** start Data provided **
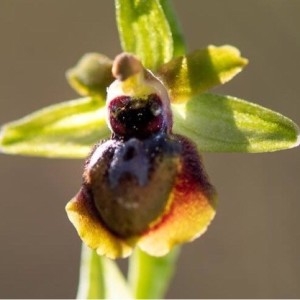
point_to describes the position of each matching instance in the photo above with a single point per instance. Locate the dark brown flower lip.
(129, 182)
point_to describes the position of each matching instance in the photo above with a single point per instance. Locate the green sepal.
(92, 75)
(195, 73)
(149, 276)
(65, 130)
(145, 31)
(226, 124)
(100, 278)
(177, 36)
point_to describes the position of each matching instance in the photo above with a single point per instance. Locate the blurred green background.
(252, 249)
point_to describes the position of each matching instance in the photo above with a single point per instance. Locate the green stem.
(100, 278)
(149, 277)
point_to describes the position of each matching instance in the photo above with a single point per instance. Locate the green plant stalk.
(100, 278)
(149, 277)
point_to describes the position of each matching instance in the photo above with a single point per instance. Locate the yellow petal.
(191, 211)
(93, 232)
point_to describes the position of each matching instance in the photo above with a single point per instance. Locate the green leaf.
(190, 75)
(150, 276)
(227, 124)
(100, 278)
(66, 130)
(144, 31)
(92, 75)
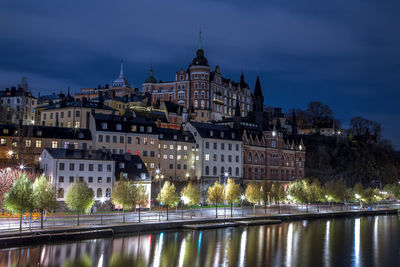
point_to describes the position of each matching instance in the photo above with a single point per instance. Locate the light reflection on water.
(366, 241)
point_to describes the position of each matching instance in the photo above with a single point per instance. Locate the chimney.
(127, 157)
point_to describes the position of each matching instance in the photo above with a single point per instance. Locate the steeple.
(294, 124)
(258, 98)
(200, 42)
(121, 73)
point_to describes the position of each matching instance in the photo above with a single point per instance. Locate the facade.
(75, 114)
(63, 167)
(205, 93)
(17, 105)
(25, 144)
(120, 135)
(218, 151)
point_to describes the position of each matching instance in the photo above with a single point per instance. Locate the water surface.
(364, 241)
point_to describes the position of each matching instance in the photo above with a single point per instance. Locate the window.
(60, 193)
(54, 144)
(99, 192)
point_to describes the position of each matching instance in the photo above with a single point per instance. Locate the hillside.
(339, 158)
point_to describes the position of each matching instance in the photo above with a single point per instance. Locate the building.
(25, 144)
(17, 105)
(72, 114)
(132, 167)
(120, 87)
(63, 167)
(205, 93)
(218, 152)
(133, 135)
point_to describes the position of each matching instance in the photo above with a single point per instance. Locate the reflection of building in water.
(99, 252)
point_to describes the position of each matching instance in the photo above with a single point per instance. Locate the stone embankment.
(12, 239)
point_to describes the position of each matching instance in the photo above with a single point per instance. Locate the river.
(364, 241)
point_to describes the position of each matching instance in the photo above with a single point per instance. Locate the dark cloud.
(344, 53)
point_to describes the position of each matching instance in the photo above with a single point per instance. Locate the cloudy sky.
(343, 53)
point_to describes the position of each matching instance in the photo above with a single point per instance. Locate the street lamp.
(242, 197)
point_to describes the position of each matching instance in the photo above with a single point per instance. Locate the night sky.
(343, 53)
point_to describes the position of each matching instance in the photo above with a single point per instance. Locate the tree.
(168, 196)
(142, 197)
(79, 198)
(337, 191)
(124, 194)
(316, 192)
(265, 191)
(278, 194)
(253, 195)
(232, 193)
(20, 198)
(191, 196)
(44, 196)
(318, 110)
(216, 195)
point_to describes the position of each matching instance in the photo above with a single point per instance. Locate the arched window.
(262, 158)
(61, 193)
(108, 192)
(99, 192)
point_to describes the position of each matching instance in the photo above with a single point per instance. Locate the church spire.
(200, 42)
(121, 73)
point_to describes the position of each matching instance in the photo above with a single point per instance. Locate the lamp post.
(242, 197)
(225, 176)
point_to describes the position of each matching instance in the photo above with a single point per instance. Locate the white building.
(218, 151)
(65, 166)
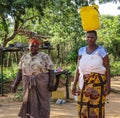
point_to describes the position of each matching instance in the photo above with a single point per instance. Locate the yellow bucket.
(90, 18)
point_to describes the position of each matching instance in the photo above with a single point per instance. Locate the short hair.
(93, 31)
(34, 41)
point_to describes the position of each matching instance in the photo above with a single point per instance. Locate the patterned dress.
(91, 101)
(36, 97)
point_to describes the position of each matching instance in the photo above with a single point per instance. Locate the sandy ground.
(10, 108)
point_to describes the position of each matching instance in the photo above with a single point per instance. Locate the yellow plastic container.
(90, 18)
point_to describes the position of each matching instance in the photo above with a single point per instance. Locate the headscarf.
(34, 41)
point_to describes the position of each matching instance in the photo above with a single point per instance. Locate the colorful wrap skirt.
(91, 101)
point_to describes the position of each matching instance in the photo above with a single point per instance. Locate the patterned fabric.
(91, 101)
(39, 63)
(36, 97)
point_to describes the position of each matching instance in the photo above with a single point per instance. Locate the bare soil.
(9, 108)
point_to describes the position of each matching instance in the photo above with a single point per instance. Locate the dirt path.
(10, 108)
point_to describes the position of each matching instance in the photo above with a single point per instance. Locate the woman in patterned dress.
(36, 72)
(93, 78)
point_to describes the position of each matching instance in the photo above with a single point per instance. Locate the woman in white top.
(93, 76)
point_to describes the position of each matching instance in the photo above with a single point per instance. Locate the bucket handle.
(96, 10)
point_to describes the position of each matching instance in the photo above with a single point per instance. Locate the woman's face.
(33, 48)
(91, 38)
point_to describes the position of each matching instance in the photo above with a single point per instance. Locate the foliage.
(9, 73)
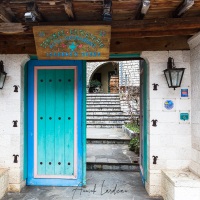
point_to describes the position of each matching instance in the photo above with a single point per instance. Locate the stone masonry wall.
(194, 43)
(170, 140)
(12, 108)
(128, 72)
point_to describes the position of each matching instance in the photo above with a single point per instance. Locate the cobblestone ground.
(100, 185)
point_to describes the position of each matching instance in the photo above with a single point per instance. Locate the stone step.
(102, 95)
(101, 166)
(104, 126)
(95, 109)
(108, 117)
(103, 98)
(107, 141)
(100, 113)
(111, 157)
(105, 122)
(103, 106)
(110, 103)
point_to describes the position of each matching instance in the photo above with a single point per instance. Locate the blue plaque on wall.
(184, 116)
(184, 92)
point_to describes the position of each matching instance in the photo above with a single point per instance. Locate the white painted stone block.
(3, 181)
(181, 184)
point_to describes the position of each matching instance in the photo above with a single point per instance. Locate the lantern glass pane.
(176, 77)
(168, 78)
(2, 78)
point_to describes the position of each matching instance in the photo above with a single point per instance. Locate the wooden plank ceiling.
(137, 25)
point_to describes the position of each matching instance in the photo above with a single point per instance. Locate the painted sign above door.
(72, 42)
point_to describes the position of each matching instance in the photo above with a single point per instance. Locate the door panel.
(143, 120)
(54, 151)
(55, 120)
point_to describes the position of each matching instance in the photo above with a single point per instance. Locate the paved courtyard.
(100, 185)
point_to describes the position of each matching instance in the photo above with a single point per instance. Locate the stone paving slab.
(113, 153)
(100, 185)
(106, 133)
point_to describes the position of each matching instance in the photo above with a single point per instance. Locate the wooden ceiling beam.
(162, 25)
(21, 45)
(5, 16)
(126, 45)
(139, 34)
(143, 9)
(183, 8)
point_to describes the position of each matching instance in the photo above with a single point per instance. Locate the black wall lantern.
(2, 75)
(173, 75)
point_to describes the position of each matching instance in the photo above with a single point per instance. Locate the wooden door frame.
(81, 113)
(145, 108)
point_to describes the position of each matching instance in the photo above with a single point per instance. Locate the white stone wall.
(170, 140)
(12, 107)
(194, 43)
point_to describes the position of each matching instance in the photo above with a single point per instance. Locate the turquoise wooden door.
(143, 120)
(55, 150)
(55, 122)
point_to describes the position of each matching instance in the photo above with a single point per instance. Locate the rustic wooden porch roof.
(137, 25)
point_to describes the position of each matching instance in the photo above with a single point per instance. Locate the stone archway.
(104, 70)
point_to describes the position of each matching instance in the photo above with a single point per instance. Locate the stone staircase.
(104, 111)
(107, 150)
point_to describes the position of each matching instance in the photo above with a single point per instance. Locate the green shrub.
(133, 127)
(134, 145)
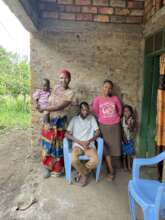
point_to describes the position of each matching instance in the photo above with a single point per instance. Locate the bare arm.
(59, 107)
(72, 138)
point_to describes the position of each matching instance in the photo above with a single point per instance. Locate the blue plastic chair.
(67, 159)
(149, 194)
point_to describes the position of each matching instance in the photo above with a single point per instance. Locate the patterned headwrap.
(66, 73)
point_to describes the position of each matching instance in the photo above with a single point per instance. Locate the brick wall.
(108, 11)
(151, 7)
(109, 52)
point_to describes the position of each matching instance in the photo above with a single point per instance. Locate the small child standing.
(41, 98)
(128, 126)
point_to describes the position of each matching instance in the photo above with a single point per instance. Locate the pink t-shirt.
(107, 109)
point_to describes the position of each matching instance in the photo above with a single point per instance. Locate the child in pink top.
(108, 110)
(41, 98)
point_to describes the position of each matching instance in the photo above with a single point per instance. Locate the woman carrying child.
(128, 131)
(53, 132)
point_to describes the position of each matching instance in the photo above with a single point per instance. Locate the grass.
(14, 112)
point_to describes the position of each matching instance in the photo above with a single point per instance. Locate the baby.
(41, 98)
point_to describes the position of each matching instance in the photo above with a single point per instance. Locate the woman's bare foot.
(110, 177)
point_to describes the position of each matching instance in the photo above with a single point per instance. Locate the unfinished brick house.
(121, 40)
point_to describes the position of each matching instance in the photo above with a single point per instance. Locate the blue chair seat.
(148, 194)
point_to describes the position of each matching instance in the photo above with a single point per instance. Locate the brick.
(137, 12)
(60, 8)
(136, 5)
(122, 11)
(51, 6)
(101, 2)
(89, 9)
(67, 16)
(84, 17)
(72, 8)
(118, 19)
(118, 3)
(101, 18)
(65, 2)
(49, 14)
(134, 19)
(105, 10)
(83, 2)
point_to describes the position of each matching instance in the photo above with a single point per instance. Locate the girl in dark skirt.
(108, 110)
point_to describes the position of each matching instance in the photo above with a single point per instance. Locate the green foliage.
(14, 74)
(14, 90)
(14, 113)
** end Data provided **
Rewrite the data from the line containing "small child standing." through the end, swapping each occurrence of "photo" for "image" and leaving all else unchanged.

point_to describes the position of each matching instance in the image above with a single point per instance. Locate the small child standing.
(41, 98)
(128, 126)
point_to describes the position of each matching instance in the image above with a single point per instance. Locate the pink t-shirt.
(107, 109)
point_to describes the position of each matching instance in the image above with a single point per instance. Locate the child in pink top.
(108, 110)
(41, 98)
point_to describes the position of each matching instance in the image above with a single point per instance. Locate the woman carrying child.
(128, 131)
(53, 132)
point_to describes the position of each matching instance in the image above with a single point per instance. Locate the grass.
(14, 112)
point_to describes the position of each matching instance in the image above with a single point per instance. Locate the baby.
(41, 98)
point_to describes the position of each matching instance in the image above with a single point per instance. Locate the woman's bare foot.
(110, 177)
point_to describes the position of each matching instance in the image above with a single point per instance. Locate the unfinished brick house.
(121, 40)
point_to describes the position of each matching instance in the image above with a single point per instance. Locate the blue chair seat.
(148, 194)
point_to describes the position of each matching instance in the image above with a single point per instance. Locate the brick.
(137, 12)
(60, 8)
(136, 5)
(122, 11)
(51, 6)
(101, 2)
(89, 9)
(67, 16)
(84, 17)
(72, 8)
(118, 19)
(118, 3)
(101, 18)
(65, 2)
(49, 14)
(134, 19)
(105, 10)
(83, 2)
point_to describes the position of each matching instance in the image above with a single point per instance. Locate the girl in dark skirt.
(108, 110)
point_to describes the position of each matching instance in the image above with a single point per instance. Locate the green foliage.
(14, 74)
(14, 90)
(14, 113)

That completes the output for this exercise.